::: DOCUMENT PASSAGE :::

Must earn it: We found that when our kids had to “earn” their spending money they put much thought into what they spent it on. “Money” was put into context — “hours worked.”

When my daughter was 10, she wanted an American Girl Doll. We could have bought it for her, but instead we told her she needed to earn the money to buy it herself. It took a bit of time, but she mowed the lawn and cleaned the house until she earned enough to buy her doll. This was a big boost to her self-esteem. She had “earned” it herself.

— Kim L., of Springfield, mother of three grown children and grandmother to one

Learning to prioritize: We began teaching financial principles when each of our children reached ninth grade. Up until then, we provided everything that our kids needed, from haircuts to sports fees to birthday gifts for their friends. When they reached high school, we started giving them $60 per month and taught them how to plan ahead and budget, so that they would have enough money to cover all of their expenses. This was difficult at times because inevitably each of them reached a point where they had spent more on “entertainment” expenses and didn’t have enough for something else they needed. They learned about prioritizing expenses, so that they would have enough money for the important things, and they learned to do without, at times. They have learned to be frugal and to spend within their means —both important life skills.

— Dave and Dawn L., of Eugene, parents to four kids (ages 9 to 21, one with autism, one a foster child that they adopted)

::: PROVIDED INFORMATION :::

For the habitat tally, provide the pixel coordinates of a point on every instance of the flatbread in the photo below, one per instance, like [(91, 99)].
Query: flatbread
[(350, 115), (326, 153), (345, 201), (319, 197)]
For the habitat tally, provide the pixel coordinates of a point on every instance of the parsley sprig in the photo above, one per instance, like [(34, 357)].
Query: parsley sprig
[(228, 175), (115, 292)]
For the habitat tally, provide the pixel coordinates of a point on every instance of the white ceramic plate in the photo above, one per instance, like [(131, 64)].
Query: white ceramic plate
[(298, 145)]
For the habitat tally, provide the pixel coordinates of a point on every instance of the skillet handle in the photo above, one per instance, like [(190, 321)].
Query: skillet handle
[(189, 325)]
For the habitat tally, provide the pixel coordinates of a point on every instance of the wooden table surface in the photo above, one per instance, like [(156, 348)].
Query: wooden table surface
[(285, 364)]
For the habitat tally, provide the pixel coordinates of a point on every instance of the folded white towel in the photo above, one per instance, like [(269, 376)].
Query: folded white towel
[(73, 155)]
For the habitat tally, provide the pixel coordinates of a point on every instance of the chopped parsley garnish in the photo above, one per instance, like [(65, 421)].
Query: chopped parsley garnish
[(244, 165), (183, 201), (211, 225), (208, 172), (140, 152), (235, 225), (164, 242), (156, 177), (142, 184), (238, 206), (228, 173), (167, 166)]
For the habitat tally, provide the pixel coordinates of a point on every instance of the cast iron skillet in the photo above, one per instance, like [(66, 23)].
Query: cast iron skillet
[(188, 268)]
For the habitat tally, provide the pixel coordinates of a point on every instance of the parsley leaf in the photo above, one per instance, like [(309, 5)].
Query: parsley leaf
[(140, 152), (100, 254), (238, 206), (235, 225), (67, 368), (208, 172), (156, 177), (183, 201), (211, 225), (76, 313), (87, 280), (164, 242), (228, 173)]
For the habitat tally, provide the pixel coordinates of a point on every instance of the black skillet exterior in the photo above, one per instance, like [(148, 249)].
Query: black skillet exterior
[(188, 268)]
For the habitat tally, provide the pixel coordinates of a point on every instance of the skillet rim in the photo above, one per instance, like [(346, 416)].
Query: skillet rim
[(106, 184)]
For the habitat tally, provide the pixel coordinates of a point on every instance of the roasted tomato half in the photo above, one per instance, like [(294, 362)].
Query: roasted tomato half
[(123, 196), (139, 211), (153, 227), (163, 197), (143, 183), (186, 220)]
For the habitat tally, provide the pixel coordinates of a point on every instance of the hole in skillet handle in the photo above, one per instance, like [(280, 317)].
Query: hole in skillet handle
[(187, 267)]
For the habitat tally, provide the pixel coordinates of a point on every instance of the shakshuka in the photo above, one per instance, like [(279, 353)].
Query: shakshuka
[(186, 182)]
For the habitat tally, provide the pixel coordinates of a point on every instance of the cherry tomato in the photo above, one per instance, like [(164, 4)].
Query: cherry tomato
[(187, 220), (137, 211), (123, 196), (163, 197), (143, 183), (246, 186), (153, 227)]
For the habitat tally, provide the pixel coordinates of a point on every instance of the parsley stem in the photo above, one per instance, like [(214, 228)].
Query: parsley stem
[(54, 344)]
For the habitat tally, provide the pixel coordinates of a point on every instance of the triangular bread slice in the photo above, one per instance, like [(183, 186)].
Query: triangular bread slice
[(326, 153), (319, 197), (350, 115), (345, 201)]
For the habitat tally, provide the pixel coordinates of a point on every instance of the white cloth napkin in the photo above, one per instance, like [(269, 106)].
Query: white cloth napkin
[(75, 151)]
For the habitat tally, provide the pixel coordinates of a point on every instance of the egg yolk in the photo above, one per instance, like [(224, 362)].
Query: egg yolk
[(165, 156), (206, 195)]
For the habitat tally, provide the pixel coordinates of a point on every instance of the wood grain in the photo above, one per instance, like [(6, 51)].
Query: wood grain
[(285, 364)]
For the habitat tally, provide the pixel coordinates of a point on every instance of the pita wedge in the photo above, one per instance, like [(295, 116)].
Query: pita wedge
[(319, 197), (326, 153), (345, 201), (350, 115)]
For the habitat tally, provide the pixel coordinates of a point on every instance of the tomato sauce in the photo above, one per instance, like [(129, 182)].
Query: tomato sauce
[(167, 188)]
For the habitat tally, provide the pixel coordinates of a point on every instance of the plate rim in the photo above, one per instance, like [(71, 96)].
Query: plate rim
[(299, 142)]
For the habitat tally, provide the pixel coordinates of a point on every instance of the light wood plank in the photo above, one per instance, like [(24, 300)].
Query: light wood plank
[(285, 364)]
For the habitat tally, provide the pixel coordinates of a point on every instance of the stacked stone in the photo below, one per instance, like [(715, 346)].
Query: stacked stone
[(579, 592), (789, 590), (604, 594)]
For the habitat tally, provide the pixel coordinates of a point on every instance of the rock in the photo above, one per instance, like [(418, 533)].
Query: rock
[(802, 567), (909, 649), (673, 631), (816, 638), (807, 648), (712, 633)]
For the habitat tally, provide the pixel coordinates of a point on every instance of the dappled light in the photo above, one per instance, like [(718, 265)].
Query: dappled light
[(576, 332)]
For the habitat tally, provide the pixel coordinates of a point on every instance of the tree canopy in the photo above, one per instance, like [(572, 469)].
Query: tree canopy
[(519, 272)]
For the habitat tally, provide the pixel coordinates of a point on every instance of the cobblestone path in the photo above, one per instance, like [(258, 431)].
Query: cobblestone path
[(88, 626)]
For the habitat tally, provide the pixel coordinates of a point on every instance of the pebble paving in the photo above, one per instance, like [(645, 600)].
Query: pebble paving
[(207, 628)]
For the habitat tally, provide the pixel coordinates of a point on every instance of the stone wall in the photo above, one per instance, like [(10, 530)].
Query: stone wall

:::

REQUESTS:
- A) Answer these from the passage on teaching children about money:
(i) How old was the daughter when she wanted an American Girl Doll?
(ii) In what grade did Dave and Dawn L. begin teaching their children financial principles?
(iii) How much money per month did they start giving each child in high school?
- B) From the passage on teaching children about money, reproduce the part that begins at the words "Learning to prioritize: We" and stops after "important life skills.".
These rows have nothing to do with the passage on teaching children about money.

SOLUTIONS TO EACH TASK:
- A)
(i) 10
(ii) Ninth grade
(iii) $60

- B)
Learning to prioritize: We began teaching financial principles when each of our children reached ninth grade. Up until then, we provided everything that our kids needed, from haircuts to sports fees to birthday gifts for their friends. When they reached high school, we started giving them $60 per month and taught them how to plan ahead and budget, so that they would have enough money to cover all of their expenses. This was difficult at times because inevitably each of them reached a point where they had spent more on “entertainment” expenses and didn’t have enough for something else they needed. They learned about prioritizing expenses, so that they would have enough money for the important things, and they learned to do without, at times. They have learned to be frugal and to spend within their means —both important life skills.